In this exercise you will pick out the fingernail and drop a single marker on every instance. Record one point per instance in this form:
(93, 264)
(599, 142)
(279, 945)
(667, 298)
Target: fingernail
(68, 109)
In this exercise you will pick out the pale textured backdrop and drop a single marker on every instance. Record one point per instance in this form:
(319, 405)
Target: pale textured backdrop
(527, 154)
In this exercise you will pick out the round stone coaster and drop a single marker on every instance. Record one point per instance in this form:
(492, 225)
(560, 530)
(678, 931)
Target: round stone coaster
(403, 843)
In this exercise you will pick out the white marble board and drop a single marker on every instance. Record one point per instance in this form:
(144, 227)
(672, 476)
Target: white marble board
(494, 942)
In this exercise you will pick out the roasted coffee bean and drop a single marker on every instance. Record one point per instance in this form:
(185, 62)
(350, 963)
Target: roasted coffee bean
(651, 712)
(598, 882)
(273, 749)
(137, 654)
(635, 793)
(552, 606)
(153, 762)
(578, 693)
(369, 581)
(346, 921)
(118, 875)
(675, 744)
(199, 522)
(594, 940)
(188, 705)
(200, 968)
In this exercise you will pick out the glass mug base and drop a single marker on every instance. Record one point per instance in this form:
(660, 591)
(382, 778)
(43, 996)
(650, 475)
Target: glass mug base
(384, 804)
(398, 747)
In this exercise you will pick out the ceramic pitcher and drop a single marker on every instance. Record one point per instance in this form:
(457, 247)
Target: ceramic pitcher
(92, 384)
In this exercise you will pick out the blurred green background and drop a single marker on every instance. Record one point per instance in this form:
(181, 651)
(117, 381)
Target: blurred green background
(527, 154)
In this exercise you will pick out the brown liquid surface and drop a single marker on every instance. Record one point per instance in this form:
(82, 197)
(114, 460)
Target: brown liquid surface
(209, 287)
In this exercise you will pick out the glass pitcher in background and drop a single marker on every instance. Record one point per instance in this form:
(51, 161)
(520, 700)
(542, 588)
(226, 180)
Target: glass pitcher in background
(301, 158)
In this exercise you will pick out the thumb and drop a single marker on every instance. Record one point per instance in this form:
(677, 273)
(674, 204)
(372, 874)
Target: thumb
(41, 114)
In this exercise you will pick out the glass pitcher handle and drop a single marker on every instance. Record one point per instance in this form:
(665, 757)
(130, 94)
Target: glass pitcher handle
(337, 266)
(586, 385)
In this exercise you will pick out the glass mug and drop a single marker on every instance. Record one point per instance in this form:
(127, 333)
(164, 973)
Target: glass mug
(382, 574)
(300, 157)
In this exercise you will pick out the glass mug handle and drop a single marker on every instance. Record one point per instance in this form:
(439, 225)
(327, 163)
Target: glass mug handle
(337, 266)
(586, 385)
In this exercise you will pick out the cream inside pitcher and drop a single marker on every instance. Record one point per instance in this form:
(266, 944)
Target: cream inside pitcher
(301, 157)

---+---

Exercise details:
Extract the complete data, matching each line exactly.

The reply:
In this exercise you will pick out the fingernail and drop a single marker on every instance. Record one point per instance in this form:
(93, 264)
(599, 142)
(279, 945)
(667, 298)
Target: fingernail
(68, 109)
In this exercise you will pick out the pale textured backdrop and drop a single marker on every instance. Record one point per instance in this form:
(319, 405)
Target: pale textured backdrop
(527, 154)
In this exercise you will pick out the round stone coaster and drop a single marker on every instance. Record one point per instance in this form:
(492, 225)
(560, 530)
(678, 931)
Target: round stone coaster
(403, 843)
In this exercise you will pick out the white marble board and drop a single marker on every instance. Record one point per instance in this form:
(144, 227)
(672, 476)
Target: white marble board
(494, 942)
In this exercise you will pick out the roasted coffee bean and drop a single marker on every instance. Record one point per instance in this form:
(185, 62)
(350, 963)
Target: roasted coffee bean
(651, 712)
(598, 882)
(273, 749)
(137, 654)
(635, 793)
(552, 606)
(153, 762)
(578, 693)
(369, 581)
(346, 921)
(118, 875)
(675, 744)
(199, 522)
(594, 940)
(188, 705)
(200, 968)
In this exercise you will pick out the glass mug base and drop a single marker on every instance. Record one point per instance in this form:
(660, 591)
(382, 778)
(43, 996)
(650, 475)
Target: glass mug base
(384, 804)
(398, 747)
In this exercise you will pick out the ceramic pitcher and drop a single marker on every instance. Record one point per instance in this form:
(457, 247)
Target: ceramic pitcher
(92, 384)
In this exercise you will pick out the blurred green background and drop a single marker on every instance. Record one point per instance in this form:
(181, 651)
(117, 381)
Target: blurred green background
(527, 154)
In this exercise you will pick out the brown liquid surface and drop a single marker on every instance. Record one point per instance in this form:
(82, 197)
(114, 460)
Target: brown liquid surface
(209, 287)
In this exercise you will pick out the glass pitcher in background and drop a single marker on every instance. Record one point per instance in this form:
(51, 161)
(520, 700)
(542, 588)
(226, 180)
Target: glass pitcher in background
(301, 158)
In this exercise you will pick out the thumb and drop a single marker on every instance. Record one point per instance in this form:
(677, 273)
(674, 204)
(372, 874)
Target: thumb
(41, 114)
In this exercise you will pick out the glass pitcher handle and drop a single marker on every instance. Record one point per instance in this form:
(665, 757)
(130, 94)
Target: glass pitcher handle
(337, 266)
(586, 385)
In this exercise you will pick out the glass mug and drop a single marker on every instance. Record one point per instance in this form:
(127, 333)
(164, 973)
Target: glass mug
(382, 574)
(300, 157)
In this exercise you will pick out the glass mug handle and drop a single marker on every instance. Record one point per instance in this form:
(439, 225)
(327, 163)
Target: glass mug handle
(337, 266)
(586, 385)
In this exercise you will pick out the cream inside pitcher and drop a single marker on every instance. Record one point per instance in this form:
(266, 944)
Target: cream inside pitcher
(301, 157)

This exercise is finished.